EXCERPTED TEXT:
________________________________________
The Victoria Genealogical Society (VGS) recently received a donation of over 100 000 names gathered from 46 cemeteries located on southern Vancouver Island and the Gulf Islands. Local genealogist Judy Wasylenko made the donation to the VGS as a new addition to their collection of genealogical material, which is available to the public through the society’s resource centre or website.
The VGS, founded in 1978 and currently consisting of 300 members, offers numerous services through its volunteer-run programs. VGS Project Director Merv Scott says, “Through our library we can help people that are researching their family tree, whether they live in Victoria or not. Another part is what we call one-on-one assistance, where we can help a person who needs a bit of one-on-one training on what genealogical resources are out there, and of course if they want us to do research for them, we can do that for a modest fee. We do seminars in retirement homes, we reintroduce genealogy to senior citizens, and we provide that free.”
Wasylenko’s donation had been compiled through decades of research, which she began in the ’80s while living in Medicine Hat, Alberta. Wasylenko says searching for ancestry in Canada was not why she began her research. “I am from the Netherlands, so it wasn’t even that I was researching my own family. I really can’t say how it came about, but just, you know, it’s one of those things. It was just something that you can do by yourself whenever you feel like it, and it just got to be so interesting.”
________________________________________
Stored dataset items:
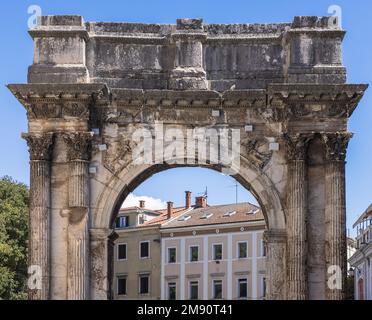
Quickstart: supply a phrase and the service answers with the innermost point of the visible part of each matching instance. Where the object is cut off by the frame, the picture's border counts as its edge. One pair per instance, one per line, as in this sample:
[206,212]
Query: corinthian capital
[336,144]
[296,145]
[79,145]
[39,145]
________________________________________
REQUIRED WORK: Go on with the article about the Victoria Genealogical Society's cemetery records donation, starting after the text's last sentence.

RESULT BELOW:
“When Judy came to us and said ‘I have this, would you be interested,’ we jumped at it, because we knew if we could find some way of promoting it and getting it out there on the Internet, we might be able to help someone do their research,” Scott says. “So it was just wonderful that she brought it to us, but, of course, you have to be able to have the volunteers that can make use of it. So we’re lucky enough to have a large membership compared to a lot of genealogy societies, and amongst them are volunteers that can handle these things.” One of those volunteers is the society’s webmaster, Claudia Boorman, who turned the donation into a searchable database for the resource centre, but also made it into an online index, so that the data would be accessible through the website.
Wasylenko decided to donate her research now because she felt she had completed it. “I’ve always been of the opinion that you share the information you have. None of it is any good to me, not one of them are my relatives, so why keep it in my house? So I’ve always done that. Make it known to as many people as you can,” she says. Wasylenko’s donation is of even greater importance because she didn’t only record the details of grave markers, she also added information from death records and other sources. “It’s never a complete picture. You just try and do what you can, but, like any good genealogist, you do not take anything for granted. You have to get more information from other things, like the census or whatever it may be.”
Wasylenko says it’s surprising how often the death certificate differs from the name on the grave marker. “The older markers used to have it right on the marker, ‘born Birmingham, England,’ or whatever, even things like ‘buried at sea.’ Just that little extra. Then, of course, with all the cremations you just get ‘1895 to 1950’ and that’s it.”
Unless you can talk directly to family members, Wasylenko says, “you are not 100 per cent sure that that person is there. A lot of times it is a memorial, and when they came with cremation it really distorted the records in a way, because you just have no idea whether they’re there or not.”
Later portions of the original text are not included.